PARTS OF THE EXERCISE:
1. Based on the passage on the solar wing repair, state whether each statement agrees with it, giving yes or no and quoting the deciding words: (a) the wing tore while it was being unfurled on Tuesday; (b) the work on the solar rotary joint will be carried out during this spacewalk; (c) the shuttle is due to return to Earth on Monday.
2. Translate this sentence from the passage on the solar wing repair into Spanish: "The damage could worsen and the wing could become unstable, quite possibly forcing NASA to cut it loose and lose a vital power source for future laboratories."

What's more, Scott Parazynski is 6-foot-2 (188 centimeters tall) and
has long arms, a lucky stroke since he'll be working Saturday
alongside a damaged electrical generator with hot wires possibly
exposed.

"We have a bunch of challenges ... but the beauty of having Scott
available to us is that it's one piece that you don't worry about,"
flight director Derek Hassmann said Friday. "I cannot overstate the
significance of his experience and just his approach to the job."

To save the solar wing, Parazynski needs to clear whatever snagged the
panels and caused the wing to tear while it was being unfurled
Tuesday. He won't know what he's up against until he sees the damage
up close.

As it is now, the wing poses a structural hazard for the international
space station. The damage could worsen and the wing could become
unstable, quite possibly forcing NASA to cut it loose and lose a vital
power source for future laboratories.

That's why NASA is willing to undertake this riskier and trickier than
usual spacewalk before the shuttle Discovery undocks from the space
station in just another few days. The shuttle is currently due to
undock on Monday and return to Earth on Wednesday.

Complicating matters for NASA is a malfunctioning solar rotary joint
on the opposite side of the space station. It's needed to turn another
set of solar wings toward the sun, but it's gummed up with steel
shavings and, for the most part, unusable.

For now, the torn wing is the priority. Because of the tight schedule,
the work on the joint has been put off for another time. Also put off
was a demonstration of a high-tech caulking gun and goo for mending
shuttle thermal tiles, a technique that Parazynski helped develop.

DATASET:
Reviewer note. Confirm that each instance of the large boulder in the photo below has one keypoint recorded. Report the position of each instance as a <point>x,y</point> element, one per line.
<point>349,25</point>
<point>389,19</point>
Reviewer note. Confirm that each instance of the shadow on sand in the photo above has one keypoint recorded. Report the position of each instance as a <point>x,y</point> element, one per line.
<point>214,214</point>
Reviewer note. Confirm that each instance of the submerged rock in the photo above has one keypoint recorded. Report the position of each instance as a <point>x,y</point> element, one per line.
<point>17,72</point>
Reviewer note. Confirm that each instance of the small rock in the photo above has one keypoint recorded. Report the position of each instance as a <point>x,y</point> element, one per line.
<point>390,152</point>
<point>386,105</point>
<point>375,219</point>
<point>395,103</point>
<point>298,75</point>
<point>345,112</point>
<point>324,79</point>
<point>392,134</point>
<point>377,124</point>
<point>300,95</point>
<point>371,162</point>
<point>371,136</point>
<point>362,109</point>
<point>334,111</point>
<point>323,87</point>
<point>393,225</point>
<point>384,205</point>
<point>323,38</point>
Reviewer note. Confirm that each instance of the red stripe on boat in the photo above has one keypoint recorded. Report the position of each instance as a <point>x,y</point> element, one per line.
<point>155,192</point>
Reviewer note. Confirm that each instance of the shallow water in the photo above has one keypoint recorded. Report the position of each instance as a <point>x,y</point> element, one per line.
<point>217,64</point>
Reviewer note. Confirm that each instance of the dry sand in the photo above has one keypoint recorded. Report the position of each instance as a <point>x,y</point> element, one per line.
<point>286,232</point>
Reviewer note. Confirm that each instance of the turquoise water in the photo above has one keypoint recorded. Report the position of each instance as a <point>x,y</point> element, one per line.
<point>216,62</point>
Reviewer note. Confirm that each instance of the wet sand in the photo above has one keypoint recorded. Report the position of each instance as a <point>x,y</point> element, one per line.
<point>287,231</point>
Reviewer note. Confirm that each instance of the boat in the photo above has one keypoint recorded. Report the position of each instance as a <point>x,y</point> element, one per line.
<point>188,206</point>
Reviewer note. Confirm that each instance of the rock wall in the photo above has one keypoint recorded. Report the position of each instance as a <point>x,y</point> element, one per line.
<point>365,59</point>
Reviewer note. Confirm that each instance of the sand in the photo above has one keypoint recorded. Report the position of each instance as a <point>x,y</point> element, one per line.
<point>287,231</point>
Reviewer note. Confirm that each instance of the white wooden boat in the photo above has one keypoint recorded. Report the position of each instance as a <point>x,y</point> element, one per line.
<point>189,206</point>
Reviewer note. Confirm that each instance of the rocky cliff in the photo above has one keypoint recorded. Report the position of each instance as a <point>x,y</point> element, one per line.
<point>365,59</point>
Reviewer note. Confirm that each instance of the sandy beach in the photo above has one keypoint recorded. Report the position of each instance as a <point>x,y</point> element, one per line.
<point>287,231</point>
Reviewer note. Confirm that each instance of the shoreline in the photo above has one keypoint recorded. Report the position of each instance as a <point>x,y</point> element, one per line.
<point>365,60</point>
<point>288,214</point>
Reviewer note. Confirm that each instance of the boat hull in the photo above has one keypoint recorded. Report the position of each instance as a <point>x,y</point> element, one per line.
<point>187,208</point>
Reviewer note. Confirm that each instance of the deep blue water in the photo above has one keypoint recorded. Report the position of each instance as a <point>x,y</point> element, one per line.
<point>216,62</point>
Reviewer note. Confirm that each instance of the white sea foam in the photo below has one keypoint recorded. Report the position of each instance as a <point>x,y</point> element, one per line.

EXERCISE RESULTS:
1.
(a) Yes: "caused the wing to tear while it was being unfurled Tuesday"
(b) No: "the work on the joint has been put off for another time"
(c) No: "undock on Monday and return to Earth on Wednesday"

2. El daño podría empeorar y el ala podría volverse inestable, lo que muy posiblemente obligaría a la NASA a soltarla y a perder una fuente de energía vital para futuros laboratorios.